Returning to anti-debugging, this is a topic that could fill a book (or more), so I’ll just describe the most basic technique briefly. Remember that the service programmer probably wasn’t getting paid for anti-debugging code, so if you do find any in a custom service then it will probably be based on a simple technique like the IsDebuggerPresent function.
In fact, the IsDebuggerPresent method can be implemented in a number of different ways. The simplest method is based on calling the IsDebuggerPresent function from kernel32.dll. If the function returns 0 then the process is not being debugged. If you peek inside the IsDebuggerPresent function you will find some very simple code:
lkd> u kernel32!isdebuggerpresent kernel32!IsDebuggerPresent: 7c813093 64a118000000 mov eax,dword ptr fs:[00000018h] 7c813099 8b4030 mov eax,dword ptr [eax+30h] 7c81309c 0fb64002 movzx eax,byte ptr [eax+2] 7c8130a0 c3 ret
A quick inspection of the PEB structure tells us that offset 2 is the BeingDebugged field. What is interesting is the fact that you can set this field to 0 after attaching a debugger. This is an even better method than intercepting calls to the IsDebuggerPresent function and always setting the EAX register to 0, because either a direct call to the function or invoking its code directly from the service will always provide the same result.
The IsDebuggerCode function can be even simpler – you can remove the first line as it gets a self pointer from _NT_TIB (you can look it up using the ‘dt’ command in WinDbg). So the new code may look like this:
mov eax, fs:[30h] mov eax, byte [eax+2]
Speaking of PEB, it is worth mentioning that the NtGlobalFlag field at offset 68h is also modified if the process is being debugged. For example, FLG_HEAP_VALIDATE_PARAMETERS will be set. This can also be used for debugger detection. For a good review of different anti-debugging techniques in Windows see [1].
Auditing Windows services is a bit different at first from auditing normal native applications. First of all, services are not run directly but with the help of SCM. Secondly, every service has at least two entry points. Inside the service binary is just a plain PE console application. What makes it different is a call to the StartServiceCtrlDispatcher() function. This function takes only one parameter: lpServiceTable.

Given information:
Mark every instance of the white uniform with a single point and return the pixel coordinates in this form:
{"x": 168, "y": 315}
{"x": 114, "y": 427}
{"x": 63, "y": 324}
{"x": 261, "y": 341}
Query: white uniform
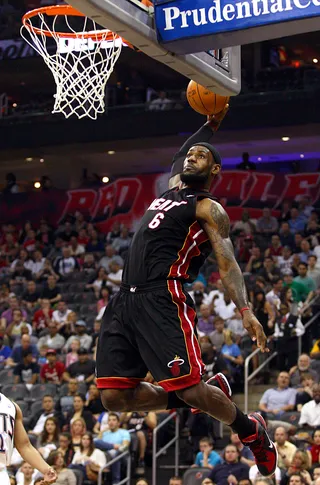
{"x": 7, "y": 422}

Short task: In the anti-debugging text, at what offset in the PEB is the NtGlobalFlag field?

Completed exercise: Offset 68h.